DATA TO USE START

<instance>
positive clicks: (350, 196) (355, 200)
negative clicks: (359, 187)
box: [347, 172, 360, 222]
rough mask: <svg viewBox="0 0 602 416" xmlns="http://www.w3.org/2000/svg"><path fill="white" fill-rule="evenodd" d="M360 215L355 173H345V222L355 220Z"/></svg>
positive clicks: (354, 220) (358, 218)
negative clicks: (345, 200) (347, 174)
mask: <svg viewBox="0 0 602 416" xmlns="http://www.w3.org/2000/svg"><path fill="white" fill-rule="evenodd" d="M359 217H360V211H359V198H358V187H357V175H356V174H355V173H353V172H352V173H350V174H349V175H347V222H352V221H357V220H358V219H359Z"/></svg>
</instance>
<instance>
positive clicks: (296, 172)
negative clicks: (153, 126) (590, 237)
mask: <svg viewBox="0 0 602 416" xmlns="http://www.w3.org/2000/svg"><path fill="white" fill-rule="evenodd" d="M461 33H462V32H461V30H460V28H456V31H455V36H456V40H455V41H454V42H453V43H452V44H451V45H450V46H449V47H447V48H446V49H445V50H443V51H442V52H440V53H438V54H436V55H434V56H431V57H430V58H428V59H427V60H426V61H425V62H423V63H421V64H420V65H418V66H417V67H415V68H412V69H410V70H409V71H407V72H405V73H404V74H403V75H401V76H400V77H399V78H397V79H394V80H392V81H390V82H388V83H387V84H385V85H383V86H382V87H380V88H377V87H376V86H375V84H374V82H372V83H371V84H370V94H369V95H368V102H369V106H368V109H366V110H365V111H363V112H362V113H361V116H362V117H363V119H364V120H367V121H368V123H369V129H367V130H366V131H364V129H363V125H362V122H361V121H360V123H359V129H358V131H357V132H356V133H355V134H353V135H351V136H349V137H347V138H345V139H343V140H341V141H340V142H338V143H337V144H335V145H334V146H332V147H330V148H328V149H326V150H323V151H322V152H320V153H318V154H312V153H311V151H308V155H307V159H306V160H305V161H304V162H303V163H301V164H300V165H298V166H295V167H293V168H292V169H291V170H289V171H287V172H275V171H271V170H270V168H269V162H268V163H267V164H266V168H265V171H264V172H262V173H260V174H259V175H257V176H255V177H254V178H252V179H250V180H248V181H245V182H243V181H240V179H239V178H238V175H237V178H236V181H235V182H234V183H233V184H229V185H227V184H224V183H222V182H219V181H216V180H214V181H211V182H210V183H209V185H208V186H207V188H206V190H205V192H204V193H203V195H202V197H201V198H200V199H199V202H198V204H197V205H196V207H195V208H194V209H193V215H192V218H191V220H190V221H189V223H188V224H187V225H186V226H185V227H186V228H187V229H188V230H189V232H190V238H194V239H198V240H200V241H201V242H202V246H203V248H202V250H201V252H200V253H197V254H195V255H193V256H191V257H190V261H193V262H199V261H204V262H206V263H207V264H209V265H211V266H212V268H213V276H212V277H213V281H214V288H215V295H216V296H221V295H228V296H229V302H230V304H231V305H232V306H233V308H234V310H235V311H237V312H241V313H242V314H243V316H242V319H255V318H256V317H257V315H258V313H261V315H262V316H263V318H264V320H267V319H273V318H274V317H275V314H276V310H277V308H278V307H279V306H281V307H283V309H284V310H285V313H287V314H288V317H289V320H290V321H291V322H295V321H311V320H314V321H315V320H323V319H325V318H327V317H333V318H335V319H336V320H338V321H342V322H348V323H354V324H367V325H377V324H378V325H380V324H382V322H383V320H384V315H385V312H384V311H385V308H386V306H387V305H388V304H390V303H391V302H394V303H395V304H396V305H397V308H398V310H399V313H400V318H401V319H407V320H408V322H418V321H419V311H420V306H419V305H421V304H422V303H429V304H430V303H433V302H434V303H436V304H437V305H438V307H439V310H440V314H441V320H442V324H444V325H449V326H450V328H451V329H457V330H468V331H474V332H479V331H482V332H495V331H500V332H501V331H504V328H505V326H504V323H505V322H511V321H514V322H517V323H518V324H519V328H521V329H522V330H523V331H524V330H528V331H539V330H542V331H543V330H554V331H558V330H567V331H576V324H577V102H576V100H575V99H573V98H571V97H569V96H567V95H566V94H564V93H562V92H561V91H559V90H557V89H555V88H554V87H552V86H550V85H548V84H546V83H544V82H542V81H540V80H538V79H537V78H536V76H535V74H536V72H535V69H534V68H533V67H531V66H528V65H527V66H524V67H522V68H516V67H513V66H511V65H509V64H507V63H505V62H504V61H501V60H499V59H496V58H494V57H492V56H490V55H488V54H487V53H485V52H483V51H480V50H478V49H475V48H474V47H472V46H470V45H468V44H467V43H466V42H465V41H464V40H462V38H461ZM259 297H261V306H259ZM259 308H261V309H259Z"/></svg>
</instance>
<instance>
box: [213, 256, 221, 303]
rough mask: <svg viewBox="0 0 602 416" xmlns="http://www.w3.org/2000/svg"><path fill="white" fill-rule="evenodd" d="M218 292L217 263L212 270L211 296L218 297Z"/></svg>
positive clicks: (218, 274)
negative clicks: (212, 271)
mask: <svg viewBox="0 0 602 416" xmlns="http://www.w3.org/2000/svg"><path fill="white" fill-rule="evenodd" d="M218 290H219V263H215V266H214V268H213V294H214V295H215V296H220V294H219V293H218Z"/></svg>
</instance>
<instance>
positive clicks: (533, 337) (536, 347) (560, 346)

DATA TO USE END

- WHAT THIS TASK INVOLVES -
Search the data above for the word "rough" and show every line that has it.

- THE COMPLETED TASK -
rough mask: <svg viewBox="0 0 602 416" xmlns="http://www.w3.org/2000/svg"><path fill="white" fill-rule="evenodd" d="M360 215L355 173H345V222L355 220Z"/></svg>
rough mask: <svg viewBox="0 0 602 416" xmlns="http://www.w3.org/2000/svg"><path fill="white" fill-rule="evenodd" d="M218 292L217 263L212 270L211 296L218 297Z"/></svg>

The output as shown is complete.